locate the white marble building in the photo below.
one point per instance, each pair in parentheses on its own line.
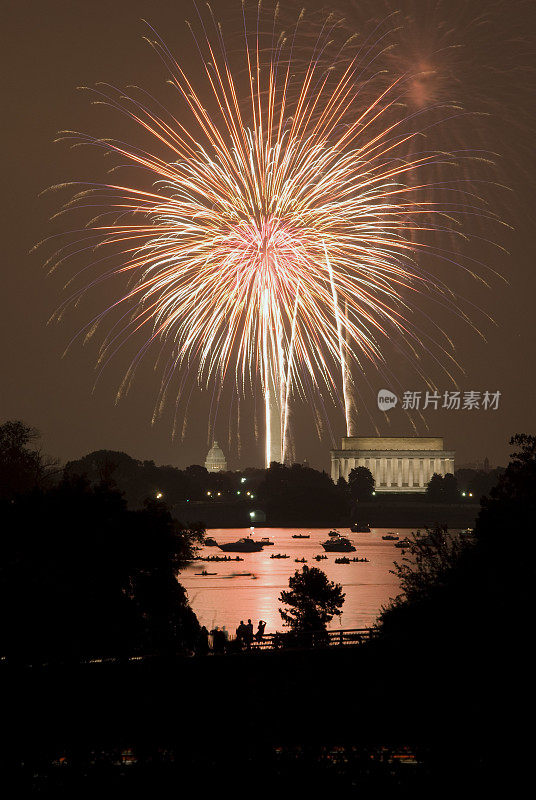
(215,461)
(397,464)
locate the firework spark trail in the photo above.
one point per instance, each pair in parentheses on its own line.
(342,354)
(291,193)
(288,379)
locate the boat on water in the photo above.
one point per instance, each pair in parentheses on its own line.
(358,527)
(223,558)
(405,542)
(243,545)
(338,544)
(210,542)
(241,575)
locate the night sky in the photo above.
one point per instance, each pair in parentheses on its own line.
(50,48)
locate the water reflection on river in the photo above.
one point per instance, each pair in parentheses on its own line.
(225,598)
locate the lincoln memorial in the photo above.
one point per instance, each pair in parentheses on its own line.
(397,464)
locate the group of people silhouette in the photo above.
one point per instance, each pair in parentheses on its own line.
(245,635)
(220,638)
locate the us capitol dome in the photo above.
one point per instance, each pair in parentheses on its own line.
(215,461)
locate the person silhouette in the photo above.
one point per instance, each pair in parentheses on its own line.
(249,633)
(260,631)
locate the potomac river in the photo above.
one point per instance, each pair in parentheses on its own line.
(226,598)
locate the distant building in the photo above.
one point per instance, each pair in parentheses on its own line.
(215,461)
(397,464)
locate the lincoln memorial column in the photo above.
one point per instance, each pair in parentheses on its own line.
(383,471)
(335,469)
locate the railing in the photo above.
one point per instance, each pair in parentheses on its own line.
(289,640)
(347,637)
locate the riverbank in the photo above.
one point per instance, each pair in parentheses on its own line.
(381,512)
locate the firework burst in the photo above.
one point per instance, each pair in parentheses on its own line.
(275,244)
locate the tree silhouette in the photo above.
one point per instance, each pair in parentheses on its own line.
(82,576)
(361,484)
(313,600)
(21,467)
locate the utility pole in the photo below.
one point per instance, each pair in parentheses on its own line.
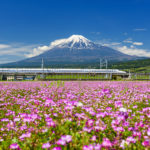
(103,62)
(42,67)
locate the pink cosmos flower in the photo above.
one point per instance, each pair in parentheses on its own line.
(146,143)
(130,139)
(106,143)
(46,145)
(14,146)
(67,138)
(97,147)
(61,142)
(93,138)
(56,148)
(88,147)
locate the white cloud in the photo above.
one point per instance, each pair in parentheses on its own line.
(2,46)
(133,51)
(128,40)
(14,52)
(37,51)
(137,43)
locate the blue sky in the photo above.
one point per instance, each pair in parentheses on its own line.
(28,24)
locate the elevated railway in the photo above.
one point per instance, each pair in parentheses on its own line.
(33,73)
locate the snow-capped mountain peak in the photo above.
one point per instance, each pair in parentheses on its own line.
(74,41)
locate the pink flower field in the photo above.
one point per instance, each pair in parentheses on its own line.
(75,115)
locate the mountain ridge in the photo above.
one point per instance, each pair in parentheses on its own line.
(74,49)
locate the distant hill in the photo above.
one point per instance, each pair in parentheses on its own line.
(73,50)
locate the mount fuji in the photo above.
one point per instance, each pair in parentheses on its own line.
(75,49)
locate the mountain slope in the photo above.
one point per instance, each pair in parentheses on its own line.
(75,49)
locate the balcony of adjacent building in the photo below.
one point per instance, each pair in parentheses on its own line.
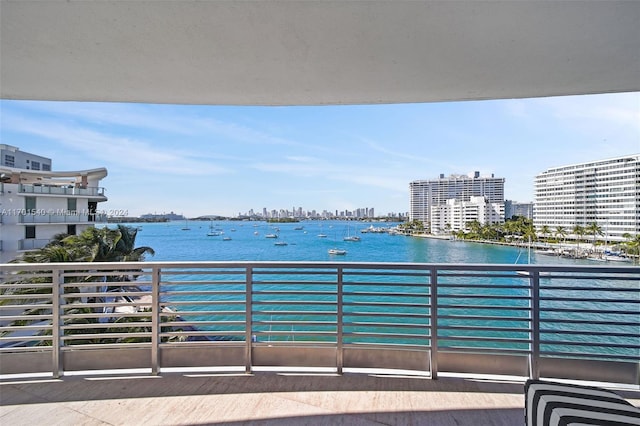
(309,342)
(67,190)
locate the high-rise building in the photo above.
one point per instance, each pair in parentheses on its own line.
(513,208)
(425,194)
(36,204)
(454,214)
(605,192)
(10,156)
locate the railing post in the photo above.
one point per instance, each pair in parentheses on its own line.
(155,320)
(534,357)
(340,313)
(57,281)
(434,323)
(248,319)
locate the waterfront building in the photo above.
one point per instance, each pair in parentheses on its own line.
(513,208)
(425,194)
(11,156)
(455,214)
(605,192)
(36,205)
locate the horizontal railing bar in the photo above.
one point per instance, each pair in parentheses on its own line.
(590,333)
(599,356)
(387,335)
(269,322)
(488,307)
(202,333)
(592,288)
(379,293)
(482,317)
(481,350)
(384,324)
(294,333)
(349,272)
(484,339)
(294,302)
(483,328)
(577,321)
(371,303)
(27,317)
(104,294)
(258,284)
(347,284)
(204,302)
(36,337)
(491,286)
(24,327)
(29,306)
(588,299)
(305,313)
(488,274)
(587,311)
(202,293)
(386,314)
(94,346)
(304,292)
(32,286)
(19,349)
(588,344)
(105,315)
(202,313)
(421,347)
(482,296)
(80,336)
(105,325)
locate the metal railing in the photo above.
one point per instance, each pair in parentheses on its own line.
(94,191)
(575,322)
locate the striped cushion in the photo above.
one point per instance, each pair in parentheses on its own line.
(557,404)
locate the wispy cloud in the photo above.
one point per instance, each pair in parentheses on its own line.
(114,149)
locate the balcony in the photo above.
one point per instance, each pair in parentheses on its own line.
(39,219)
(32,243)
(61,190)
(568,322)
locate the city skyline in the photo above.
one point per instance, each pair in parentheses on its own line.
(200,160)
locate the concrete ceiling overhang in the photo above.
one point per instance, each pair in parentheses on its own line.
(315,52)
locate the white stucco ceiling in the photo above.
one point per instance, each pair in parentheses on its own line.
(315,52)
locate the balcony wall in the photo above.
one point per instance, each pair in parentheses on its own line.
(572,322)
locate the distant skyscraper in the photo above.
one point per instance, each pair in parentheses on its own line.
(425,194)
(604,192)
(513,208)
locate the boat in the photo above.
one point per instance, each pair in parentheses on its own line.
(350,237)
(212,232)
(339,252)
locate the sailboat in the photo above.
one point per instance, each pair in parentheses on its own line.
(350,237)
(212,232)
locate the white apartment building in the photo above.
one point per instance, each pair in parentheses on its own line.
(455,214)
(11,156)
(37,205)
(425,194)
(606,192)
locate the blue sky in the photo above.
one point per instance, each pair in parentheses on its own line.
(199,160)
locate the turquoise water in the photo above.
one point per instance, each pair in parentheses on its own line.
(249,243)
(171,243)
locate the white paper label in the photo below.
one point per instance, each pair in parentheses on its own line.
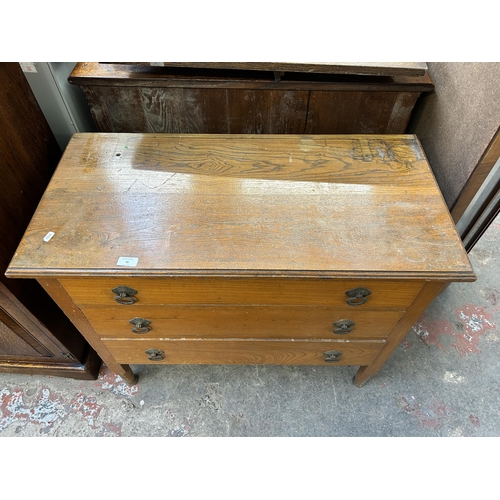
(127,261)
(28,67)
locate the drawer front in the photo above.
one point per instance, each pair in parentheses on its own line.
(240,322)
(251,291)
(278,352)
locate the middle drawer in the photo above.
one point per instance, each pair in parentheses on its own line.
(284,322)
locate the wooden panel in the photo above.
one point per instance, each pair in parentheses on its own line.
(266,111)
(28,156)
(329,206)
(424,298)
(348,68)
(349,112)
(249,291)
(191,111)
(88,74)
(12,341)
(244,351)
(241,322)
(401,112)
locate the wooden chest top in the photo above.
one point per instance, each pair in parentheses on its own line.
(243,205)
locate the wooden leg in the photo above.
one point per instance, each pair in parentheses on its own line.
(426,295)
(361,377)
(129,376)
(64,301)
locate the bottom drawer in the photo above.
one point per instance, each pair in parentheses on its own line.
(222,351)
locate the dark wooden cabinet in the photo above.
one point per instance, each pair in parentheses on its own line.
(35,336)
(252,98)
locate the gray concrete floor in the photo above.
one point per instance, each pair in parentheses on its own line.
(443,380)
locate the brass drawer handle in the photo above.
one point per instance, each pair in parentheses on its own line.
(141,325)
(124,295)
(155,354)
(357,296)
(332,356)
(343,326)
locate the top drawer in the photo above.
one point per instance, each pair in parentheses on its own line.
(244,291)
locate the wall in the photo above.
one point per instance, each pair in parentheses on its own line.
(457,121)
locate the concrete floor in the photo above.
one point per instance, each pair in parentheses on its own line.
(443,380)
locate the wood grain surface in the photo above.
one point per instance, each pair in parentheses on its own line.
(331,206)
(240,351)
(241,322)
(348,68)
(240,291)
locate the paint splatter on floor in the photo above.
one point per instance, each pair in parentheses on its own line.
(88,407)
(472,322)
(475,420)
(429,416)
(48,408)
(111,382)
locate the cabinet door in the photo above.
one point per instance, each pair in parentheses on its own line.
(17,341)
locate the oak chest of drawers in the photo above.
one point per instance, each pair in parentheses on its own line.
(245,249)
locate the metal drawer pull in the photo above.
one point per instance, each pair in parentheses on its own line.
(332,356)
(343,326)
(357,296)
(155,354)
(124,295)
(141,325)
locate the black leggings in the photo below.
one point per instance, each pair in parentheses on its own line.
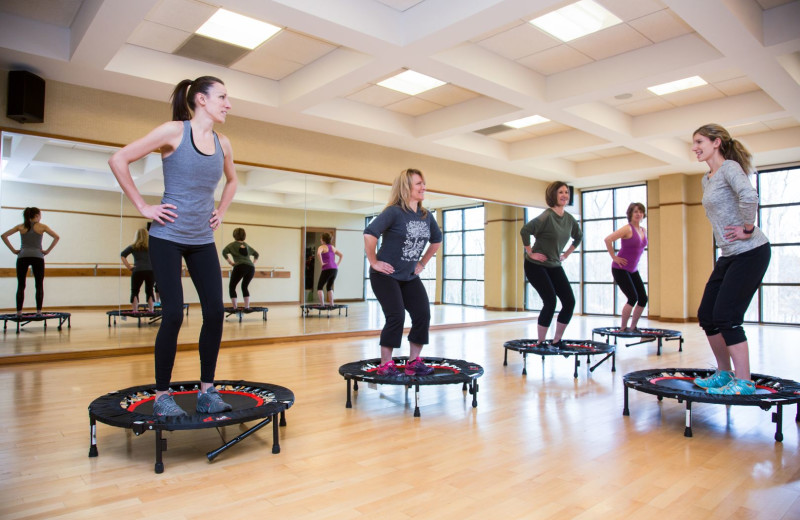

- _Stated exercise_
Give the stretch of rows from the line containing "locate the black leggings in the photo below." through the end of the rows again, swapping "black leggings" for "dark leggings" and keeping everything else the same. Leave the pictures out.

- _Task output_
locate the dark leggings in the photo below.
one point per instance, each pair in parentheses on its own line.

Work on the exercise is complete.